→ DOCUMENT TEXT
%%
Of the many 100 MB Ethernet (100B-TX) controller chips available, we have the most experience with those from Digital Equipment Corp. and Intel. Both of these chips are widely available; the Intel chip in the company's PRO-100/B PCI Fast Ethernet Interface[Note: the "B" is important!], and the DEC chip in the DEC DE-500 card and several third-party products.
The DEC 21140 chip is a marvelous design with a single annoying flaw. It combines a 10 and 100MB ethernet controller with a DMA-master PCI bus interface. The DMA interface is efficient and simple to program. The Ethernet controller is capable of excellent performance, and supports a full-duplex mode when connected directly to a matching interface.
At present, this chip exhibits the highest small-packet forwarding performance we have seen with our software. It is capable of maintaining the theoretical 100B-TX packet rate at packet sizes ranging down to the legal minimum.
DEC has recently extended their
family
of Ethernet chips to include designs with improved PCI bus
handling and lower CPU overhead. We haven't had a chance to try these
modified versions yet.
The Intel 82557, like the DEC design, integrates a 10/100MB ethernet controller and PCI bus interface. The chip can be operated with very low CPU overhead, and provides a number of parameters to control its use of the CPU and PCI bus. It is used in the Intel Pro-100/B Fast Ethernet card, as well as others.
%%
→ RECORDS PROVIDED
%%
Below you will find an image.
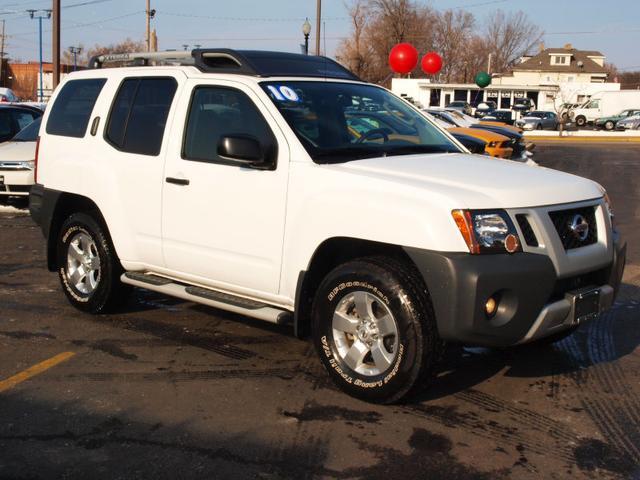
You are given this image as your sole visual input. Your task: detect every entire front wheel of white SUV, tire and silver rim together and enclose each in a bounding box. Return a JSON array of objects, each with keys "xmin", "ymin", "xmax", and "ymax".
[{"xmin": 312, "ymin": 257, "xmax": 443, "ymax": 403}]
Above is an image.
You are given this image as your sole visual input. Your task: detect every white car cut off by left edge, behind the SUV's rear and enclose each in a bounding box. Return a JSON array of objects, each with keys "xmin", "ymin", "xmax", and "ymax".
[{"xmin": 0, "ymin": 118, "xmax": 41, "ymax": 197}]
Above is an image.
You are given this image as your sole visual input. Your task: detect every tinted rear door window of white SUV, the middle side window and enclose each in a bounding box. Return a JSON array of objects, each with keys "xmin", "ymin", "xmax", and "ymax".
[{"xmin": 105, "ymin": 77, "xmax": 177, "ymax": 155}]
%%
%%
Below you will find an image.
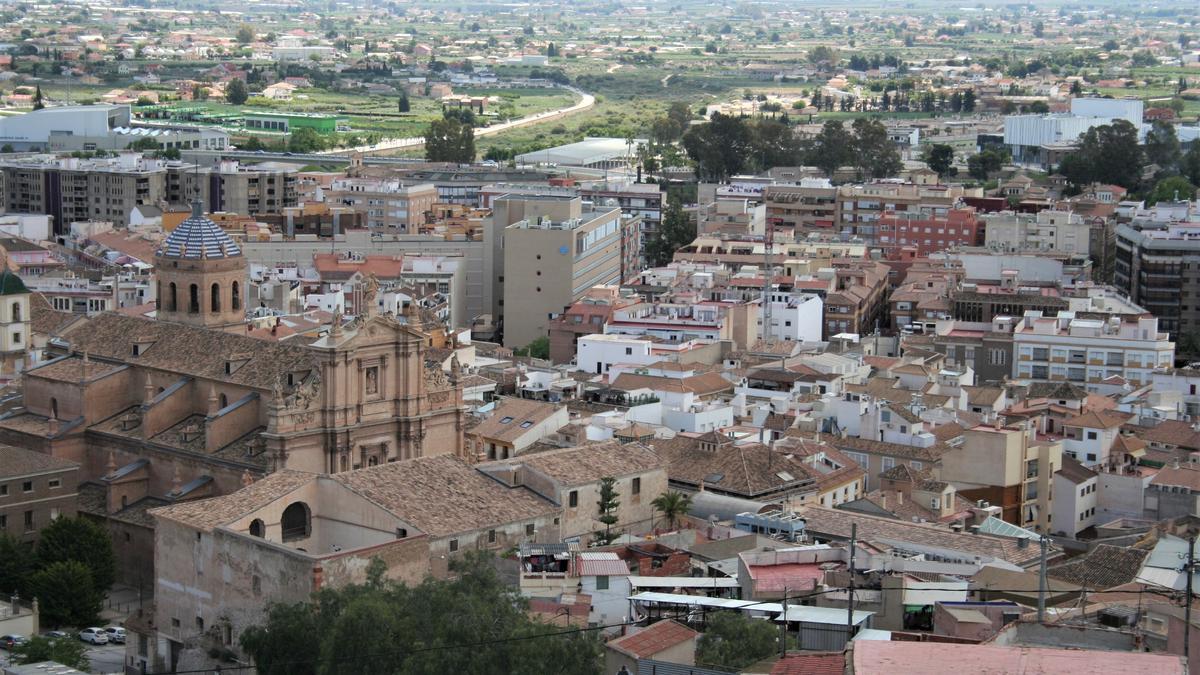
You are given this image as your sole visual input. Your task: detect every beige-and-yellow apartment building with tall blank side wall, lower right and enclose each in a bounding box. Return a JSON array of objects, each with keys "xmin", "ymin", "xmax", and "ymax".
%%
→ QUESTIONS ON THE MATERIAL
(a) Answer these questions from the text on Ethernet controller chips:
(i) Which DEC card carries the DEC chip?
(ii) What mode does the DEC 21140's Ethernet controller support when it is connected directly to a matching interface?
(iii) Which Intel card is named as using the Intel 82557?
(b) Carry on the text on Ethernet controller chips from its final sentence.
The material comes from a separate source and has nothing to do with the text on Ethernet controller chips.

→ LIST OF ANSWERS
(a)
(i) The DEC DE-500 card.
(ii) A full-duplex mode.
(iii) The Intel Pro-100/B Fast Ethernet card.

(b)
A previous version of this page said:
Our current experience with the Intel chip is somewhat surprising. We've measured excellent large-packet performance with this chip, easily saturating the data link with very low CPU usage. However, with our current software, the chip's performance falls off rapidly as packet sizes go down. At present, the chip will not saturate a 100MB link with packet sizes below 600 bytes. However, we have not yet put enough effort into tuning the driver for this chip to judge whether this limitation is inherent or simply a result of poor software.
It now seems likely that this was in fact a hardware mismatch between the Intel ethernet chip and the Intel PCI chipset in use at the time, and that with sightly different hardware the Intel design would give excellent performance, along with lower system overhead than the Digital design. We have not yet had a chance to repeat our experiments, but expect to shortly
A definite problem with the Intel design, though, is that the interrupt control structure is not well suited to a combined interrupt-polling driver. This adds overhead not needed by the Digital chip, particularly in many-small-packet situations. In contrast, the Intel chip's ability to align received ethernet payload information on longword boundaries measurably improves software performance, particularly on the P6, which is sensitive to such things.
The bottom line is that at present we see no obvious "best" choice for a 100MB ethernet card. The DEC and Intel chips appear to have complementary characteristics.
Much of our current testbed infrastructure is glued together with T1 lines. We are currently using T1 interface cards from Niwot Networks. The Niwot cards are ISA-bus devices. They use the fairly common MK5025 synchronous line interface chip, and support direct packet DMA to host memory (no shared memory). Each card can support two T1 lines operating at full rate.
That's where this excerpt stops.